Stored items
--
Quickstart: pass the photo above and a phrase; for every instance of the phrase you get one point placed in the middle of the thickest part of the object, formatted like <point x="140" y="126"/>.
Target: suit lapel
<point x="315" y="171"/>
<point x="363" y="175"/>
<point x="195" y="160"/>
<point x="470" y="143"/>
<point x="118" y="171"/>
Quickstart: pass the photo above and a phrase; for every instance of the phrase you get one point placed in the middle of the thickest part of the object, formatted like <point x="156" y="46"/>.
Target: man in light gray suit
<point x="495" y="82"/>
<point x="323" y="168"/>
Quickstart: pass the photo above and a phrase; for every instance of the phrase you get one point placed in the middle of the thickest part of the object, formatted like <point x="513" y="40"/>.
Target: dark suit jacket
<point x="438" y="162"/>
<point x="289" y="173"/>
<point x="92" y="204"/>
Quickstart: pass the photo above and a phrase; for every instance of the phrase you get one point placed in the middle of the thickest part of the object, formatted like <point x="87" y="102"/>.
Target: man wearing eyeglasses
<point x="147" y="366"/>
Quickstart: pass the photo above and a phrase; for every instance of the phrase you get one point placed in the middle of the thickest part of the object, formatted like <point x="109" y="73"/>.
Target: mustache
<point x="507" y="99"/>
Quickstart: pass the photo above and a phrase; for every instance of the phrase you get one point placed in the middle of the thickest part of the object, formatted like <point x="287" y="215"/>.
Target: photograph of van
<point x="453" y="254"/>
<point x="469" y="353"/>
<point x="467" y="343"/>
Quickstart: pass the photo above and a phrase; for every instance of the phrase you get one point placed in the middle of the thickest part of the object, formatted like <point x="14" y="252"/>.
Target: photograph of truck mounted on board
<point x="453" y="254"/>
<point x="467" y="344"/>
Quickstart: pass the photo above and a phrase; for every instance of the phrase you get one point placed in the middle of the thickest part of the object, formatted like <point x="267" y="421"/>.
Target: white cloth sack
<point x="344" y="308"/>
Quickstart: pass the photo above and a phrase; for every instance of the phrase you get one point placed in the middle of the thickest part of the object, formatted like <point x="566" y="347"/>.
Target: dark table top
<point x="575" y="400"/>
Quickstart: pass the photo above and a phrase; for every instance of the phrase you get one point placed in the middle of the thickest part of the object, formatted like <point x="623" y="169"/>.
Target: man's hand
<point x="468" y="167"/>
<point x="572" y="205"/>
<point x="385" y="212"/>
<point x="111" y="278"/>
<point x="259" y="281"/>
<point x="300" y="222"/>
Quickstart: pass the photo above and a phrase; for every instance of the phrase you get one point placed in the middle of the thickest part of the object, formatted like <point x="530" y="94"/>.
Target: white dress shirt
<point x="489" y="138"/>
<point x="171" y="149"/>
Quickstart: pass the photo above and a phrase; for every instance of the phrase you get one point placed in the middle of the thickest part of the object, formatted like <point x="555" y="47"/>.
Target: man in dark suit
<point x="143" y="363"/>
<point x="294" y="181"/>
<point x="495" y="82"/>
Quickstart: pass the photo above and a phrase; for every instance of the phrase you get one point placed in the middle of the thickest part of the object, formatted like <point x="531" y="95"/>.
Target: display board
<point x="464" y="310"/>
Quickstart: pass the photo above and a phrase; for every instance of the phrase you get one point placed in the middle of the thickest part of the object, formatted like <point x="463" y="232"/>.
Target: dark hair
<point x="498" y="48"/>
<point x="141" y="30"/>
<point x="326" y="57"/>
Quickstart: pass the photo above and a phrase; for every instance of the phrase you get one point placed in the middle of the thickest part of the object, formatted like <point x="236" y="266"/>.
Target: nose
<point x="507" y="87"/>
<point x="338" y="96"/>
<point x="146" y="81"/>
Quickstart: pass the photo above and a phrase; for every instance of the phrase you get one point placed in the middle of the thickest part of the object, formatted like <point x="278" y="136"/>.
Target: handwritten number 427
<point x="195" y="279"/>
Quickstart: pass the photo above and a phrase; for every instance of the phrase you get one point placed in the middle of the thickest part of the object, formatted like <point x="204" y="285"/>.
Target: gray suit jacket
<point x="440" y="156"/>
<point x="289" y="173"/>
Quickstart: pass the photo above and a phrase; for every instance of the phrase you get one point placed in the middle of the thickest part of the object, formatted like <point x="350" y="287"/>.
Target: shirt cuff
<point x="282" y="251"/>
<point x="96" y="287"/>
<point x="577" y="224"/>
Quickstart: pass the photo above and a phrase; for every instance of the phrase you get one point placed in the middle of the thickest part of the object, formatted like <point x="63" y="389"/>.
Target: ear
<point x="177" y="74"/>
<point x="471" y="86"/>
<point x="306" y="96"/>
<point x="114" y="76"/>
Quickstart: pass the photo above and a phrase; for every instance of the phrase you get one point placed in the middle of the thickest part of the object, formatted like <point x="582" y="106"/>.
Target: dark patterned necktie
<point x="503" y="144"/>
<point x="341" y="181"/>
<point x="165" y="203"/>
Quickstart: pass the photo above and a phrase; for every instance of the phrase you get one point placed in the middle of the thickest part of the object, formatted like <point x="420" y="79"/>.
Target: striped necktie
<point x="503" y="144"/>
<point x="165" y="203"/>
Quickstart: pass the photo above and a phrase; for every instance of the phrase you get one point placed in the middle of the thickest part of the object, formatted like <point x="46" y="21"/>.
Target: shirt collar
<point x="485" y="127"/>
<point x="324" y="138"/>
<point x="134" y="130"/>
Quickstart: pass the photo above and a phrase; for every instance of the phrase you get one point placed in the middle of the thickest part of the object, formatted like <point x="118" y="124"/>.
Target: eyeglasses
--
• GOAL OF THE EXERCISE:
Emit the records above again, exactly, with no line skipped.

• ANSWER TO THIS EXERCISE:
Quickstart: pass the photo above and a phrase; for every instance of the phrase you get one point placed in the middle of the thickest part of the object, formatted like <point x="140" y="126"/>.
Target: suit lapel
<point x="315" y="171"/>
<point x="363" y="175"/>
<point x="195" y="160"/>
<point x="470" y="143"/>
<point x="118" y="171"/>
Quickstart: pass the photo above and a phrase; for every instance of the phrase you get one point placed in the middle of the thickest part of the object, formatted like <point x="156" y="46"/>.
Target: man in light gray suit
<point x="495" y="82"/>
<point x="323" y="168"/>
Quickstart: pass the photo above and a phrase; for every instance of the phrase you get one point placed in the middle of the thickest part of the object, formatted like <point x="513" y="40"/>.
Target: dark suit jacket
<point x="438" y="162"/>
<point x="289" y="173"/>
<point x="92" y="204"/>
Quickstart: pass the photo above and a phrase; for every instance of the phrase you get one point placed in the middle of the thickest part of the object, formatted like <point x="87" y="102"/>.
Target: man wearing eyeglasses
<point x="147" y="366"/>
Quickstart: pass the photo above and a phrase; for every instance of the phrase you get one point placed in the middle of the thickest part of the object, formatted like <point x="109" y="73"/>.
Target: mustache
<point x="507" y="99"/>
Quickstart: pass the photo above and a phrase; for every instance of the phrase you get one point placed in the middle of the thickest part of the object, formatted like <point x="287" y="215"/>.
Target: photograph of van
<point x="453" y="254"/>
<point x="469" y="353"/>
<point x="467" y="343"/>
Quickstart: pass the photo above and a phrase; for every instance of the phrase you get one point placed in the middle of the thickest part of the object, formatted like <point x="14" y="252"/>.
Target: photograph of truck mounted on board
<point x="453" y="254"/>
<point x="467" y="344"/>
Quickstart: pass the photo above and a phrase; for every instance of the phrase you get one point placed in the middle of the thickest part of the object, formatted like <point x="267" y="421"/>.
Target: white cloth sack
<point x="344" y="308"/>
Quickstart: pass the photo above and a phrase; for every instance of the phrase you get one point placed in the middle of the thickest part of the object, formatted like <point x="566" y="347"/>.
Target: dark table top
<point x="575" y="400"/>
Quickstart: pass the photo above and a phrase; for every instance of the phrase you get one point placed in the middle of the thickest part of the object, formatted like <point x="623" y="169"/>.
Target: man's hand
<point x="468" y="167"/>
<point x="572" y="205"/>
<point x="385" y="212"/>
<point x="111" y="278"/>
<point x="259" y="281"/>
<point x="300" y="222"/>
Quickstart: pass the photo above and a phrase; for every instance of the phrase you get one point placed in the middle of the thickest part of the object, formatted like <point x="530" y="94"/>.
Target: white dress shirt
<point x="489" y="138"/>
<point x="171" y="149"/>
Quickstart: pass the photo above and a phrase; for every instance of the phrase you get one point placed in the middle of the thickest part of the object, formatted like <point x="555" y="47"/>.
Target: man in dark suit
<point x="143" y="363"/>
<point x="294" y="181"/>
<point x="495" y="82"/>
Quickstart: pass the photo above and a phrase; for every instance of the phrase you get one point placed in the middle of the thickest part of the object, formatted like <point x="531" y="95"/>.
Target: display board
<point x="464" y="310"/>
Quickstart: pass the photo above and a phrase; for every instance of the phrase you get one point placed in the middle of the thickest part of the object, formatted like <point x="463" y="232"/>.
Target: dark hair
<point x="498" y="48"/>
<point x="141" y="30"/>
<point x="326" y="57"/>
Quickstart: pass the photo above and a phrase; for every instance of the phrase you get one point placed in the middle of the thickest part of the object, formatted like <point x="236" y="266"/>.
Target: nose
<point x="507" y="87"/>
<point x="338" y="96"/>
<point x="146" y="81"/>
Quickstart: pass the photo above and a phrase; for every instance of the phrase you get one point placed in the middle of the thickest part of the object, formatted like <point x="278" y="136"/>.
Target: handwritten number 427
<point x="195" y="279"/>
Quickstart: pass the photo above and a phrase; for every instance of the phrase you get one point placed in the middle of the thickest part of the object, formatted like <point x="204" y="285"/>.
Target: gray suit jacket
<point x="440" y="156"/>
<point x="289" y="173"/>
Quickstart: pass the photo above and a phrase; for every instance of the phrase you get one point placed in the middle of the thickest part of the object, formatted like <point x="350" y="287"/>.
Target: shirt cuff
<point x="282" y="251"/>
<point x="96" y="287"/>
<point x="577" y="224"/>
Quickstart: pass the photo above and a phrase; for every instance of the phrase you get one point placed in the middle of the thickest part of the object, formatted like <point x="63" y="389"/>.
Target: ear
<point x="177" y="74"/>
<point x="471" y="86"/>
<point x="306" y="96"/>
<point x="114" y="76"/>
Quickstart: pass the photo above and a phrase; for every instance of the phrase you get one point placed in the middle of the thickest part of the object, formatted like <point x="582" y="106"/>.
Target: dark patterned necktie
<point x="503" y="144"/>
<point x="341" y="181"/>
<point x="165" y="203"/>
Quickstart: pass the photo above and a phrase; for every instance of the phrase you get one point placed in the middle of the thickest part of the object, formatted like <point x="420" y="79"/>.
Target: striped necktie
<point x="503" y="144"/>
<point x="165" y="203"/>
Quickstart: pass the photo above and a phrase; for every instance of the phrase you get one point placed in the middle of the thickest part of the object, formatted like <point x="46" y="21"/>.
Target: shirt collar
<point x="485" y="127"/>
<point x="324" y="138"/>
<point x="134" y="130"/>
Quickstart: pass the photo above and a phrase; for every instance of the phrase you get one point placed in the middle of the thickest part of the object, formatted like <point x="118" y="124"/>.
Target: eyeglasses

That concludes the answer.